### Exercise goal
Collect every line of the records that contains the word "green", matching its case exactly, and copy those lines.
----- The records
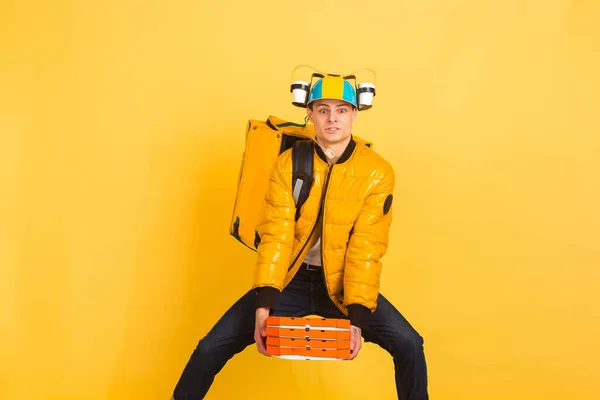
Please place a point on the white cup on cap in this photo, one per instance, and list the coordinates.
(366, 91)
(300, 92)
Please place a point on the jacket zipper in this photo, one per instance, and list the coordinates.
(321, 210)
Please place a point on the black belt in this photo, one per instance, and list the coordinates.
(310, 267)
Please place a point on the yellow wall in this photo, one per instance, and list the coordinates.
(121, 133)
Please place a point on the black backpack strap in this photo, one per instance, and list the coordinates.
(302, 179)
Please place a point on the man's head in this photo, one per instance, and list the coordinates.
(331, 107)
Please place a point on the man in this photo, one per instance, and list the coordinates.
(328, 262)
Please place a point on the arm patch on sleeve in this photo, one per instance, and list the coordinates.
(388, 204)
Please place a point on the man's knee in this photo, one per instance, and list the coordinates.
(408, 342)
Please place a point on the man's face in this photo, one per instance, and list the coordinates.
(332, 119)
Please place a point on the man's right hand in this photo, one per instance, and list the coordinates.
(260, 329)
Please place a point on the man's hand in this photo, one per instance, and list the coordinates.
(260, 329)
(355, 341)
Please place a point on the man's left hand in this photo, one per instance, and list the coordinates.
(355, 341)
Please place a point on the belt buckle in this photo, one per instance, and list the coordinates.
(316, 267)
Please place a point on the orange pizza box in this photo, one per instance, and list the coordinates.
(309, 343)
(294, 322)
(308, 354)
(308, 333)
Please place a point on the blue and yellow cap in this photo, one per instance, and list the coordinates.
(333, 87)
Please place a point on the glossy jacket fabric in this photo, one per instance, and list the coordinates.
(355, 198)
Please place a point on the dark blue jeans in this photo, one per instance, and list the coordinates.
(306, 294)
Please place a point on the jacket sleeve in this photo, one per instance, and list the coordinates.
(276, 231)
(367, 246)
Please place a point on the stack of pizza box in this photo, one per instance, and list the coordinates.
(308, 338)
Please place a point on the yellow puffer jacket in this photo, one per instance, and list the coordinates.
(356, 208)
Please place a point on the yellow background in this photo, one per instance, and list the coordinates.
(121, 134)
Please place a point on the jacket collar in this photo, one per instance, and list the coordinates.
(345, 155)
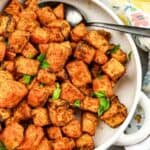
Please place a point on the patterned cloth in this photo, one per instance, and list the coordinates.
(136, 13)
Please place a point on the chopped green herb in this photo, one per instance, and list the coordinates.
(41, 58)
(27, 79)
(77, 103)
(56, 93)
(103, 100)
(2, 146)
(45, 64)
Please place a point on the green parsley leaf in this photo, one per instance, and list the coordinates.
(45, 64)
(77, 103)
(56, 93)
(27, 79)
(41, 58)
(2, 146)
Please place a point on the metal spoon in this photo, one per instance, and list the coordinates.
(74, 17)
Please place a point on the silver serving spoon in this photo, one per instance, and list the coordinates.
(74, 16)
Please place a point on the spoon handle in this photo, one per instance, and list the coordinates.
(123, 28)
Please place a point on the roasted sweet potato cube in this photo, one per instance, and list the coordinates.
(45, 15)
(72, 129)
(46, 77)
(40, 116)
(79, 73)
(54, 133)
(63, 144)
(96, 40)
(89, 123)
(84, 52)
(78, 32)
(27, 66)
(57, 55)
(100, 58)
(12, 135)
(90, 104)
(119, 55)
(116, 114)
(103, 83)
(29, 51)
(59, 11)
(85, 142)
(2, 50)
(55, 35)
(114, 69)
(17, 40)
(70, 93)
(40, 36)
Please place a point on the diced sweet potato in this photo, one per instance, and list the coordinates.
(79, 73)
(72, 129)
(84, 52)
(114, 69)
(54, 133)
(57, 55)
(116, 114)
(103, 84)
(90, 104)
(59, 11)
(89, 123)
(85, 142)
(27, 66)
(40, 116)
(70, 93)
(45, 77)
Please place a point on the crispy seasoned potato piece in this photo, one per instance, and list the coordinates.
(85, 142)
(72, 129)
(38, 96)
(78, 32)
(4, 114)
(79, 73)
(17, 40)
(22, 112)
(46, 77)
(40, 36)
(40, 116)
(60, 114)
(84, 52)
(100, 58)
(70, 93)
(55, 35)
(119, 55)
(89, 123)
(43, 48)
(29, 51)
(27, 66)
(2, 50)
(103, 83)
(90, 104)
(59, 11)
(63, 25)
(116, 114)
(57, 55)
(9, 65)
(62, 75)
(114, 69)
(63, 144)
(12, 135)
(45, 15)
(97, 40)
(11, 93)
(54, 133)
(45, 145)
(33, 137)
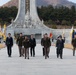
----------
### Result below
Please place a point on the chopped green herb in this photo, one per instance, and list the coordinates.
Please place a point on the green parsley leaf in this photo, one per instance, and list the coordinates.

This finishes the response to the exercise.